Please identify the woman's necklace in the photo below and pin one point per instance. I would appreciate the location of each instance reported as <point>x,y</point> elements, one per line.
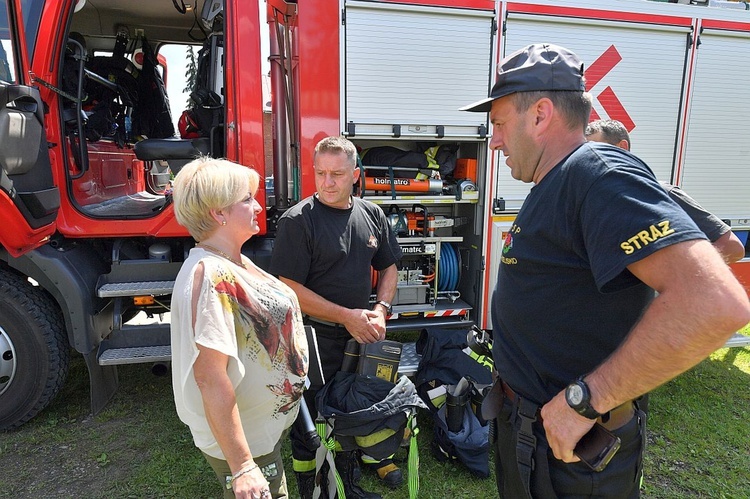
<point>221,253</point>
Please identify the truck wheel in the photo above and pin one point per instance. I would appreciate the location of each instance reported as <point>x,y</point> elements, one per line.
<point>34,351</point>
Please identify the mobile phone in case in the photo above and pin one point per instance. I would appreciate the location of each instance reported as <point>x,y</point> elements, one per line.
<point>597,447</point>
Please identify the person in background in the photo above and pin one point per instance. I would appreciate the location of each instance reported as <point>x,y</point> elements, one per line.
<point>719,233</point>
<point>579,331</point>
<point>325,248</point>
<point>239,350</point>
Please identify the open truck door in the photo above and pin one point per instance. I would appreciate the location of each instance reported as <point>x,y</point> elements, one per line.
<point>29,199</point>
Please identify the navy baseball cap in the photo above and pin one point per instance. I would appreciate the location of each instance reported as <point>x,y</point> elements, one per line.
<point>540,66</point>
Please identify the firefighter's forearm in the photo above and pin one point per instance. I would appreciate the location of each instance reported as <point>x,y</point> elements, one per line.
<point>387,282</point>
<point>700,304</point>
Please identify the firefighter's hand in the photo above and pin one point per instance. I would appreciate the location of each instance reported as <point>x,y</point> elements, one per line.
<point>377,319</point>
<point>360,325</point>
<point>564,427</point>
<point>251,485</point>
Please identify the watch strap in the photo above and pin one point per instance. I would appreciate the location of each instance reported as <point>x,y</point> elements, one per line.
<point>386,305</point>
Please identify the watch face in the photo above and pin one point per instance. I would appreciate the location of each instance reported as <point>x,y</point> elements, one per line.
<point>575,395</point>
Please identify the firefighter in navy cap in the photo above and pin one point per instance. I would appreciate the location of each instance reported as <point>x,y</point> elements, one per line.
<point>579,330</point>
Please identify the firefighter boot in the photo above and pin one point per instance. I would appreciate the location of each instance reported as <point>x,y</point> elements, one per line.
<point>305,483</point>
<point>387,471</point>
<point>347,464</point>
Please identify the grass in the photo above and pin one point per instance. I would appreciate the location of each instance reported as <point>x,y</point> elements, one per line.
<point>698,443</point>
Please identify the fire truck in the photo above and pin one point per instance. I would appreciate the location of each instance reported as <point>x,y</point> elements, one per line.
<point>89,239</point>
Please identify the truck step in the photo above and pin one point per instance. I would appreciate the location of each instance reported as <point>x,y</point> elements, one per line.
<point>409,359</point>
<point>135,355</point>
<point>738,340</point>
<point>117,289</point>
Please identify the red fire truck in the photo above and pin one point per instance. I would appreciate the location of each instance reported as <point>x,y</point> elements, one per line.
<point>89,239</point>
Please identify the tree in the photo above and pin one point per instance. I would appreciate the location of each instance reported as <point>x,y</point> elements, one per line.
<point>191,73</point>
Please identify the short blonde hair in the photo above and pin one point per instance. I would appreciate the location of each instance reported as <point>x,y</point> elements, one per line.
<point>207,184</point>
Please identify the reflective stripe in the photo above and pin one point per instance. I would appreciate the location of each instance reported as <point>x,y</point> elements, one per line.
<point>375,438</point>
<point>303,466</point>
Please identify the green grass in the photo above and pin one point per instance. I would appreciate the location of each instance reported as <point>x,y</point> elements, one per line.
<point>698,443</point>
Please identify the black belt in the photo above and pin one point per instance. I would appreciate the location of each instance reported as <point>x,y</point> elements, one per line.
<point>322,322</point>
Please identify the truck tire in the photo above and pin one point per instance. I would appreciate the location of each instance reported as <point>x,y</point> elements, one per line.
<point>34,351</point>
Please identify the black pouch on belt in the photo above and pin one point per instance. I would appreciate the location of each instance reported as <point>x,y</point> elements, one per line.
<point>493,401</point>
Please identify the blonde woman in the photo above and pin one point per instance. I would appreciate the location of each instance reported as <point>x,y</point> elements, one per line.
<point>239,352</point>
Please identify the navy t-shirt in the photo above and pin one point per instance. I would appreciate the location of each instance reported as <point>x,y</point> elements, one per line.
<point>331,251</point>
<point>564,299</point>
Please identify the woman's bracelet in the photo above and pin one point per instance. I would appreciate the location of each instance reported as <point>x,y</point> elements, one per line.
<point>243,471</point>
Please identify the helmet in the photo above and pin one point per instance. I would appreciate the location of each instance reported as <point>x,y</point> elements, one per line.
<point>188,126</point>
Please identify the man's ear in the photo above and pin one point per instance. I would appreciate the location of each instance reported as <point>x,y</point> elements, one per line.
<point>543,110</point>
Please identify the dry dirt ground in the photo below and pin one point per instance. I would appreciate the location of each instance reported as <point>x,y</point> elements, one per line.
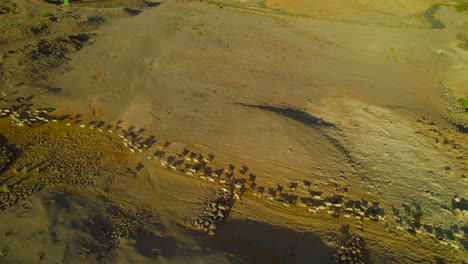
<point>233,132</point>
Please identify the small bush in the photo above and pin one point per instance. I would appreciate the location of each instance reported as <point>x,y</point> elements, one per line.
<point>45,14</point>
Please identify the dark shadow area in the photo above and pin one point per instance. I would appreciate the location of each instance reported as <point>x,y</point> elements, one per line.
<point>154,246</point>
<point>259,242</point>
<point>295,114</point>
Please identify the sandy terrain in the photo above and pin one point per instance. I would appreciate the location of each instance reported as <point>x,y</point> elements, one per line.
<point>126,126</point>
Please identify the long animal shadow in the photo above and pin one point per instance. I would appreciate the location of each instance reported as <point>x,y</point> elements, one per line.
<point>295,114</point>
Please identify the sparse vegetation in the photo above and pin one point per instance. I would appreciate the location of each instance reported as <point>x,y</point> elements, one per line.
<point>7,7</point>
<point>45,15</point>
<point>464,103</point>
<point>462,6</point>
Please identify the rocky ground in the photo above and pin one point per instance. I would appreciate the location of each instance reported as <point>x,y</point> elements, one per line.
<point>232,132</point>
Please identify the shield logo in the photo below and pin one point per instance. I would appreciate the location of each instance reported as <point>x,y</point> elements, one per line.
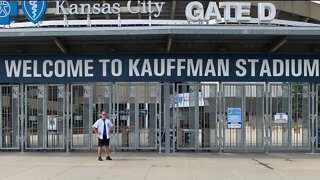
<point>34,9</point>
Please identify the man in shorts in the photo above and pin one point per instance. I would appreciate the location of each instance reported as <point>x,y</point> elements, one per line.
<point>103,129</point>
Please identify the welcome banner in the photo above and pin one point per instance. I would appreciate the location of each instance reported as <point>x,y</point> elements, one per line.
<point>159,67</point>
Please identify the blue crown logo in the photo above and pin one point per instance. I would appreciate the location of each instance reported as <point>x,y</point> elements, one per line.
<point>34,9</point>
<point>7,9</point>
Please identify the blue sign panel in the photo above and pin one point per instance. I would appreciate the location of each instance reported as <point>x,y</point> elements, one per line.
<point>234,118</point>
<point>160,67</point>
<point>34,10</point>
<point>7,9</point>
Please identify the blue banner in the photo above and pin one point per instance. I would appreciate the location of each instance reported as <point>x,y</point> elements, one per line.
<point>160,67</point>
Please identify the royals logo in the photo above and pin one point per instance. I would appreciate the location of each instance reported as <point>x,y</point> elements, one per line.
<point>7,9</point>
<point>34,9</point>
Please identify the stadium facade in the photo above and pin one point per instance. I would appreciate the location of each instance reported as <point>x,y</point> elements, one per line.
<point>172,75</point>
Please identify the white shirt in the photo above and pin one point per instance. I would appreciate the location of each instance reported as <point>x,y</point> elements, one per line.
<point>99,124</point>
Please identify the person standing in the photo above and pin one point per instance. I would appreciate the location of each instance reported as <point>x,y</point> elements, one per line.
<point>103,129</point>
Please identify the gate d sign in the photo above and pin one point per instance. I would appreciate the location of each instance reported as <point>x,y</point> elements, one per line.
<point>34,10</point>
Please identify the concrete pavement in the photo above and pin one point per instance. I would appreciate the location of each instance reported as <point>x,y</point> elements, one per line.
<point>151,165</point>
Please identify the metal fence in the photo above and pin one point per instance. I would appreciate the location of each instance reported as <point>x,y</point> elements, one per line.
<point>168,117</point>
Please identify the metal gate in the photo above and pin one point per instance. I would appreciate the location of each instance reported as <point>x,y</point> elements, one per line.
<point>187,118</point>
<point>208,117</point>
<point>9,119</point>
<point>289,117</point>
<point>136,112</point>
<point>81,116</point>
<point>45,116</point>
<point>167,125</point>
<point>243,124</point>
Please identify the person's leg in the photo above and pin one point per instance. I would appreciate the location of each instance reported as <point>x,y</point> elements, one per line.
<point>108,149</point>
<point>99,149</point>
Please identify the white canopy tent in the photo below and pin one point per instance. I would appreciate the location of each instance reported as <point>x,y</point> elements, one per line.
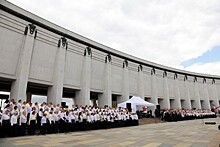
<point>135,101</point>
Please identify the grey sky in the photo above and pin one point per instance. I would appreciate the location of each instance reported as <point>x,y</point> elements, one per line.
<point>168,32</point>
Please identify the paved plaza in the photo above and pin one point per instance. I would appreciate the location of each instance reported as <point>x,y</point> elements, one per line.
<point>192,133</point>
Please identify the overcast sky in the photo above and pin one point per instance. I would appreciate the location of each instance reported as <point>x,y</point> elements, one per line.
<point>184,34</point>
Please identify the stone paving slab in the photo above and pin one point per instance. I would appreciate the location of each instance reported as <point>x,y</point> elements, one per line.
<point>193,133</point>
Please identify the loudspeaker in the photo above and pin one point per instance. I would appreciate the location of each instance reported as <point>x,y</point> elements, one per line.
<point>157,113</point>
<point>63,104</point>
<point>128,106</point>
<point>158,107</point>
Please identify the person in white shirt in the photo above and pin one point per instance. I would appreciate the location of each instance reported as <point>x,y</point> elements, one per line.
<point>5,121</point>
<point>32,123</point>
<point>19,105</point>
<point>23,123</point>
<point>51,123</point>
<point>43,124</point>
<point>14,124</point>
<point>56,119</point>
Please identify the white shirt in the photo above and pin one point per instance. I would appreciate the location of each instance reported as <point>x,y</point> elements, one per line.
<point>23,119</point>
<point>50,118</point>
<point>19,106</point>
<point>14,119</point>
<point>43,120</point>
<point>5,117</point>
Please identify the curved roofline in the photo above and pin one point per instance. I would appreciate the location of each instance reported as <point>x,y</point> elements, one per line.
<point>32,18</point>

···

* **WORK REQUIRED**
Retype the entries above word for word, beginning with the line that contains "Please identify the woman's bracelet" and continuing through the line that contains "<point>188,126</point>", with both of those lines included.

* **RESPONSE TO THE EXERCISE**
Please identify the woman's bracelet in the photo above and pin one point per instance. I would appreciate the location of each instance reported as <point>x,y</point> elements, one per line.
<point>243,471</point>
Please identify the helmet in the photo above and pin one point per instance. I would appreciate the location of each instance reported as <point>x,y</point> elements, one per line.
<point>188,126</point>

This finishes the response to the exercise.